- **Requirements**: In the speaker forum thread below, condense the paragraph that begins "I do think you'll want a sub" into a short bulleted list that keeps its main points.

- **Text extract**:

# ED speakers / not their subs



## Picture_Shooter (Dec 23, 2007)

Anyone hear, own'd, or demo'd the Elemental Design speakers?

If so, would love to hear the input on them. raying:

I came to conclusion that I will either go w/ either of the 3.0 packages from Emotiva or Elemental Design:

ED's: A6-5t5 Towers & A6-5t5 MTM single (center)

Emotiva's: (3) of the ERM-1 LCR's


Thanks for getting me to finalize my future order :scratchhead:


----------



## eugovector (Sep 4, 2006)

Heard them at their open house in Newton, IA. Not the best environment (other folks was producing dangerous, literally dangerous levels of bass with their subs next door). Still, considering the price ($200/pair shipped), I think they were well worth the money.

I do think you'll want a sub with them though. I recall them sounding a little anemic w/o some help in the lower end. They show response down to 60HZ, which isn't nearly as low as I think you'll want for movies or music.


----------



## dradius (Sep 10, 2008)

I think you're thinking of the bookshelves, and he is asking about the towers. ($500)

(Entries from a dataset)
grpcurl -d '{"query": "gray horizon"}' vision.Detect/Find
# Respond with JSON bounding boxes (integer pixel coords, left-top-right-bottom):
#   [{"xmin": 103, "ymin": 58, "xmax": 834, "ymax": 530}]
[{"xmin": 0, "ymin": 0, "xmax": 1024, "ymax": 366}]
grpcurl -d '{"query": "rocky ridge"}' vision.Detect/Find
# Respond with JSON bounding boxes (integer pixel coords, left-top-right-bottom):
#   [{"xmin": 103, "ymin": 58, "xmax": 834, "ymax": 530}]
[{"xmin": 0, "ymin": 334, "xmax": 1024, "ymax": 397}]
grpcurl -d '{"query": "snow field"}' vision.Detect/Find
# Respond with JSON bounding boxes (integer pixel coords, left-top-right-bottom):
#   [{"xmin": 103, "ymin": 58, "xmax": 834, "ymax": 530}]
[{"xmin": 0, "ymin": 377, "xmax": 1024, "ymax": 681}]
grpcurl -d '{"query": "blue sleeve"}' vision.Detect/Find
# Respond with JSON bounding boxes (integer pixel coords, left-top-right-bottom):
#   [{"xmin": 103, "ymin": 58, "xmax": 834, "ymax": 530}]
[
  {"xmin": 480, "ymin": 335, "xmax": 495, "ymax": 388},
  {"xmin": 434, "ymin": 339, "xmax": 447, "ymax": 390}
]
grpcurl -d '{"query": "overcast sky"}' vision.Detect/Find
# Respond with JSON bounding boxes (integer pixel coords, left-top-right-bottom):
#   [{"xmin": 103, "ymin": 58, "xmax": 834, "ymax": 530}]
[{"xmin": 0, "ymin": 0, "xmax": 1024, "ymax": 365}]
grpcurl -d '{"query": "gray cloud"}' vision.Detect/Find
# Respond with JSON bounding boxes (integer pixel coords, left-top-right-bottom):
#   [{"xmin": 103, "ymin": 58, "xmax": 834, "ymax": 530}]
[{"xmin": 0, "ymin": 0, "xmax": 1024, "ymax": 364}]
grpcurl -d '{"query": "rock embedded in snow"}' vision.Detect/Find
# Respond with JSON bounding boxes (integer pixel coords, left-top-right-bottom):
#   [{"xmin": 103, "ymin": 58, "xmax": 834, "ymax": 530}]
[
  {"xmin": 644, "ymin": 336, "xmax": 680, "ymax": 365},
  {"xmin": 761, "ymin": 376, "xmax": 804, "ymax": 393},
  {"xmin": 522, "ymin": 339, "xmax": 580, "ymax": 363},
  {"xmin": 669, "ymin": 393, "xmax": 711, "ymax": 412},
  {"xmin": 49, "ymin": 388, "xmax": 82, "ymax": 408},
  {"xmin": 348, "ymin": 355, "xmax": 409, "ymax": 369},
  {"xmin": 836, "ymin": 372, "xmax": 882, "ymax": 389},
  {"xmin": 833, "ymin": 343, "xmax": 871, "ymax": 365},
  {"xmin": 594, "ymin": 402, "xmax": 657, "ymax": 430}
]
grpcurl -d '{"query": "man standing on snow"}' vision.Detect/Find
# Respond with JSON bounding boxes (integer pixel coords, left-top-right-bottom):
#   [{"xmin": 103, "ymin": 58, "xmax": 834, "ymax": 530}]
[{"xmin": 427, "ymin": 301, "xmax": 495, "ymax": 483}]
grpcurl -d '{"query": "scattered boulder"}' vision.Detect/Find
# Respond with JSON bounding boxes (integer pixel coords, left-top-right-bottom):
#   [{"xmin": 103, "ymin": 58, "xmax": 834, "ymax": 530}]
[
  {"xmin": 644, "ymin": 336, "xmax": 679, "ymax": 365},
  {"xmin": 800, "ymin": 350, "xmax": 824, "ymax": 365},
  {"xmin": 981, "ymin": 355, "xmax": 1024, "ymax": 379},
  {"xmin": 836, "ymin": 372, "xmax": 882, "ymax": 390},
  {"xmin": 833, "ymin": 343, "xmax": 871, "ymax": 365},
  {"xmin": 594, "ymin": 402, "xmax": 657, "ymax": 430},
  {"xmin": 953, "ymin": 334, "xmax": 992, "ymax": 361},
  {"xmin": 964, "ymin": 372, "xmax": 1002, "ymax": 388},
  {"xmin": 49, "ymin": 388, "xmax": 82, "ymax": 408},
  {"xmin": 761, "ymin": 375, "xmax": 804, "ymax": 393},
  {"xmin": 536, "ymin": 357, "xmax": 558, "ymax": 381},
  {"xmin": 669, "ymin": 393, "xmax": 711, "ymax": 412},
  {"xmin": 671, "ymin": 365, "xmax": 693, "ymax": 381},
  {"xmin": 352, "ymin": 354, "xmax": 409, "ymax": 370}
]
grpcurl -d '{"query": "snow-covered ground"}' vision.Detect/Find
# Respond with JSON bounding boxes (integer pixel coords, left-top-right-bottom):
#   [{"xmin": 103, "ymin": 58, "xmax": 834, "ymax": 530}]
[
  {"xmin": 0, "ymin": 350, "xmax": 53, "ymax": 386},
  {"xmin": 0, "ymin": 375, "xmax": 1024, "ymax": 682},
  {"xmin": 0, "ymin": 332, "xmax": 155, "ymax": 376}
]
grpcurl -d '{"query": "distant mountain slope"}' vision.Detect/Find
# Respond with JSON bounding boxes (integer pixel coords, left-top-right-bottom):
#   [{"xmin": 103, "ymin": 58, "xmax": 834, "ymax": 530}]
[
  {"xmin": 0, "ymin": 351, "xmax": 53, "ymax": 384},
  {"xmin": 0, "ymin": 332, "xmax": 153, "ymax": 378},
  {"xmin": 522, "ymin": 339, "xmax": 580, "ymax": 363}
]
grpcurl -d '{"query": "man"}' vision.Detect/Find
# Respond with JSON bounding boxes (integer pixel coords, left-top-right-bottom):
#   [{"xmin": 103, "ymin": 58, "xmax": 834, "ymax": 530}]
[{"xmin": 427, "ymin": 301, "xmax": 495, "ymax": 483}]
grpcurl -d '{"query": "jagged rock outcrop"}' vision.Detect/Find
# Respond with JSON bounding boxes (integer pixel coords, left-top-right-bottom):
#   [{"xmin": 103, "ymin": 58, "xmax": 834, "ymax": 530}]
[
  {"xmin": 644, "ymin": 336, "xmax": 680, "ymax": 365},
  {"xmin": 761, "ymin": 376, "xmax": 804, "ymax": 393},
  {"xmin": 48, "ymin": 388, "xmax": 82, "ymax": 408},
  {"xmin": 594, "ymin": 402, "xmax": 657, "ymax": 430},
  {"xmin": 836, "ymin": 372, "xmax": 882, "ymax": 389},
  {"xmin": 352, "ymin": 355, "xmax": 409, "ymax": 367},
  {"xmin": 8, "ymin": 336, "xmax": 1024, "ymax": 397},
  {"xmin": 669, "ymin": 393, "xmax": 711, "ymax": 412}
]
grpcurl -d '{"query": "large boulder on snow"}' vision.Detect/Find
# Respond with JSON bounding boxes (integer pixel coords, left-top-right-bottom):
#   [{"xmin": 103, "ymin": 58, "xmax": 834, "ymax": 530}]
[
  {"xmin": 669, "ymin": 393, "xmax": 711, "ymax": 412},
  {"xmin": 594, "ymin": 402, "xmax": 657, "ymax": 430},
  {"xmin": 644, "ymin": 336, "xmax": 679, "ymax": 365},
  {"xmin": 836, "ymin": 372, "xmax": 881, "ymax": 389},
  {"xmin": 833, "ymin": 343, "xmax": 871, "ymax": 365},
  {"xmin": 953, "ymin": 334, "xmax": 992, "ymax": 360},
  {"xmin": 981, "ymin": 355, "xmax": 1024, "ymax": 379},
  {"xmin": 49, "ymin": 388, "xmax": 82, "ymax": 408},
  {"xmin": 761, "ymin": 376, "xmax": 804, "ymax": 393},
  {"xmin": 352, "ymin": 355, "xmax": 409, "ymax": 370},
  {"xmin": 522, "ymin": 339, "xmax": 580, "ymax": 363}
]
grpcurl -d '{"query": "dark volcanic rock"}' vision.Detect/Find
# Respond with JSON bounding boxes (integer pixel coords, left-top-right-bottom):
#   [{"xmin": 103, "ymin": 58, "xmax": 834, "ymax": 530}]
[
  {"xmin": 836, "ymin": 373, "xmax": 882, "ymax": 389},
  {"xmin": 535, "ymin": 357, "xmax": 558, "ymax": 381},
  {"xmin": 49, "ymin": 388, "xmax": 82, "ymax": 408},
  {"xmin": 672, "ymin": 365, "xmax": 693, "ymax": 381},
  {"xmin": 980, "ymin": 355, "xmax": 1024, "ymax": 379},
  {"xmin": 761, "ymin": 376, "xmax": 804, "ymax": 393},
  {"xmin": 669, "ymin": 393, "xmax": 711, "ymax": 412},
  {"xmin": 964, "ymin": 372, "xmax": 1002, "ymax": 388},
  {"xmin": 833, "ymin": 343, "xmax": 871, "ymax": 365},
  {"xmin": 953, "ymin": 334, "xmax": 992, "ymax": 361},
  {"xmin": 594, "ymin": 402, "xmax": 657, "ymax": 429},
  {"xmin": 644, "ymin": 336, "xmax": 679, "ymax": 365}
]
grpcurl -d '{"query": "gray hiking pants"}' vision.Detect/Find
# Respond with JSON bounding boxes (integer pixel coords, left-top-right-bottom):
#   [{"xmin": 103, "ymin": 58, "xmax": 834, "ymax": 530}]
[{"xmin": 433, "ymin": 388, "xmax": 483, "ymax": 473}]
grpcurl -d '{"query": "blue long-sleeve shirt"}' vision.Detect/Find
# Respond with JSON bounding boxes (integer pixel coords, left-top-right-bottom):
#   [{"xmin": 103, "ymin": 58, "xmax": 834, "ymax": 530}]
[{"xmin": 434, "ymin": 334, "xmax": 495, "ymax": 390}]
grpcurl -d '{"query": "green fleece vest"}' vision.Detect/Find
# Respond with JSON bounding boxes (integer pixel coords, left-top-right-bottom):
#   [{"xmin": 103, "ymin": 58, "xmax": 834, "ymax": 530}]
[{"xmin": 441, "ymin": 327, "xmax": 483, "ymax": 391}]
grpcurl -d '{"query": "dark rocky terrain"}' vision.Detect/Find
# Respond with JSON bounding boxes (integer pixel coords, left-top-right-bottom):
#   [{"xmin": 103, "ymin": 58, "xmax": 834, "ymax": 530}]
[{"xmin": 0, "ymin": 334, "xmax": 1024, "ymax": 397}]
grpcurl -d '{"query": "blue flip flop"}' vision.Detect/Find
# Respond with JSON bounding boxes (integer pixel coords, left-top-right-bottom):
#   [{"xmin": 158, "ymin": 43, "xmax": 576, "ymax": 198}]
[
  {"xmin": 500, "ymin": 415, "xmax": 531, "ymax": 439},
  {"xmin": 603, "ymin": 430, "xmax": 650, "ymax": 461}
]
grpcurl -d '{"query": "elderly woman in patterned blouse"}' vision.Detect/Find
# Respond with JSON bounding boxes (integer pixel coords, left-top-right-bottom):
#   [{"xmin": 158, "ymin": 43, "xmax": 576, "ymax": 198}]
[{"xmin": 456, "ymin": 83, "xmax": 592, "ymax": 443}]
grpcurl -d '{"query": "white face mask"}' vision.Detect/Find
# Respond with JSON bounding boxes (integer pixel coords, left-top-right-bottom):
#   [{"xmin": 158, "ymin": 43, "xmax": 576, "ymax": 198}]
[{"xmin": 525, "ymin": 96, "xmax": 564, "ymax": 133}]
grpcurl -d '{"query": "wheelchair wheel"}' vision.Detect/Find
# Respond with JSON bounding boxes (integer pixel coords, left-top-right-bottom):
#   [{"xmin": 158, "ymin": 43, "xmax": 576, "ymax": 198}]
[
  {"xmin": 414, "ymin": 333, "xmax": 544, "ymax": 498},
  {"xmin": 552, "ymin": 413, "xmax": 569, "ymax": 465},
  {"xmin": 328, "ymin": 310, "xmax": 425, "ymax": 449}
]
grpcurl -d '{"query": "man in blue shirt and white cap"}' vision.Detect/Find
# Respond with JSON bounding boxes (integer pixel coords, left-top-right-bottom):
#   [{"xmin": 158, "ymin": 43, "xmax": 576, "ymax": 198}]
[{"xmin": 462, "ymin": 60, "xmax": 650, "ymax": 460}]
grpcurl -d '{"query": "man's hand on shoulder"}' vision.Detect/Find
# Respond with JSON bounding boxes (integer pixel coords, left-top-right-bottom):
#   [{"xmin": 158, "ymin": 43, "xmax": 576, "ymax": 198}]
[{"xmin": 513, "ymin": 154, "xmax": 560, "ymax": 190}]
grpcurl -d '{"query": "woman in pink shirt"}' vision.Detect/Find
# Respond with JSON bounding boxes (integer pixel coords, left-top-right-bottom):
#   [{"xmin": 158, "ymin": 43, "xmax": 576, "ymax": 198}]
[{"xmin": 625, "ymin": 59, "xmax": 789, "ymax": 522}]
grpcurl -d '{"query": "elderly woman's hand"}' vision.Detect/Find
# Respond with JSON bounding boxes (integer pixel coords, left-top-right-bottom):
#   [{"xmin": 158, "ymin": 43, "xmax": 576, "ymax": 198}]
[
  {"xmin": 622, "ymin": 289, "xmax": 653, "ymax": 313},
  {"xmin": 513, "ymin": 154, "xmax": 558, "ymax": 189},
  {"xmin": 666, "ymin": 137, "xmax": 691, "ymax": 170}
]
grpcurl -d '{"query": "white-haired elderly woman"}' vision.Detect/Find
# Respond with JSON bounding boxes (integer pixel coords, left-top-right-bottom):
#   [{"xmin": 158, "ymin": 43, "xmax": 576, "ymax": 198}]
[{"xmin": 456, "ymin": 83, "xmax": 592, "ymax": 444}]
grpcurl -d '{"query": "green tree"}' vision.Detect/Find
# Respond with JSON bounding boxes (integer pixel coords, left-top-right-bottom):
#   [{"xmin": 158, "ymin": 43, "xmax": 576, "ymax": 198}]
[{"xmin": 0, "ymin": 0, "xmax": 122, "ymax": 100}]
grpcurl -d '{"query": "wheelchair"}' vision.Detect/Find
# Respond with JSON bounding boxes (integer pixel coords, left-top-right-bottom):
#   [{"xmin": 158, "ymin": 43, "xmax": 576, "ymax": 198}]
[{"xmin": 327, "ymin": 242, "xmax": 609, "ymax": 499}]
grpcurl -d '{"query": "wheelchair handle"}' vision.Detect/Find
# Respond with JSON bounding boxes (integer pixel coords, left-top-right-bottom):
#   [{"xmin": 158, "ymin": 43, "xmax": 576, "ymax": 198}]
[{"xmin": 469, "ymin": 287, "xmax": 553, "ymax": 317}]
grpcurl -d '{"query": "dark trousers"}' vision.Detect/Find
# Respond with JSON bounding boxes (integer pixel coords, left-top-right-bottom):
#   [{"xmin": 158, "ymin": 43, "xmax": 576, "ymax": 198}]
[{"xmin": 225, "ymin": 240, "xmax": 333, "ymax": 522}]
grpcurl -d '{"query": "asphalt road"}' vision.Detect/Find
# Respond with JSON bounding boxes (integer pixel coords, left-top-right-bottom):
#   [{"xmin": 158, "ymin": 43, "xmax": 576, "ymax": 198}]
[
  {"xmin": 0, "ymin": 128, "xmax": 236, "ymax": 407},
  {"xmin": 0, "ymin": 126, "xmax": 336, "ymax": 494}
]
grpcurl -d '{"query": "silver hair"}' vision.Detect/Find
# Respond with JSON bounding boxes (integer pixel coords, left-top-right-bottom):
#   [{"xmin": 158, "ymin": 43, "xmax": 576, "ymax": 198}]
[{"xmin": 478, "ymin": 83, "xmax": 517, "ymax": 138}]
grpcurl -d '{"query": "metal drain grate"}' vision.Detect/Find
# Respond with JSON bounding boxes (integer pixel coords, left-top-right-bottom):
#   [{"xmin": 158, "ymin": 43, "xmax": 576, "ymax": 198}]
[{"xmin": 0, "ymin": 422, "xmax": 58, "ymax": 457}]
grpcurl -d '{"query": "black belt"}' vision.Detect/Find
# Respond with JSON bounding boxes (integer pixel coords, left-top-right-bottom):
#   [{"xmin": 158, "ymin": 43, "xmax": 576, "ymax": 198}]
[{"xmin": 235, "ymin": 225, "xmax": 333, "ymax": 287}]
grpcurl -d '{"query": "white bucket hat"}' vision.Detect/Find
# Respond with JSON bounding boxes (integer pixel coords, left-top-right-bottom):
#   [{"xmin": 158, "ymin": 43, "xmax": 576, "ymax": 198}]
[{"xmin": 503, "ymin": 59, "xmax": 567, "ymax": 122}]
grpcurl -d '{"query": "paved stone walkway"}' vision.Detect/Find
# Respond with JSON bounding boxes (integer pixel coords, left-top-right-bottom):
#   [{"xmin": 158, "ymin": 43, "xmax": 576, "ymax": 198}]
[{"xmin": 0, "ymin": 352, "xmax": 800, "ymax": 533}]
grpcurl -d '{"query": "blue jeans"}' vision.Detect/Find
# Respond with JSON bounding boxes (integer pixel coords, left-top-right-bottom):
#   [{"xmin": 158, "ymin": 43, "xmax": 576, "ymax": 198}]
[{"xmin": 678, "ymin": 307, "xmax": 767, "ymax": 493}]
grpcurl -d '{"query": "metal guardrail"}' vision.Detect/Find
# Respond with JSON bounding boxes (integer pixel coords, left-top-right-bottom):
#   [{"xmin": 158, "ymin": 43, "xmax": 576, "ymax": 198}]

- **Problem solution**:
- The speakers should be paired with a subwoofer.
- The poster recalls them sounding a little anemic without help in the lower end.
- Their listed response goes down only to 60 Hz, which the poster considers not low enough for movies or music.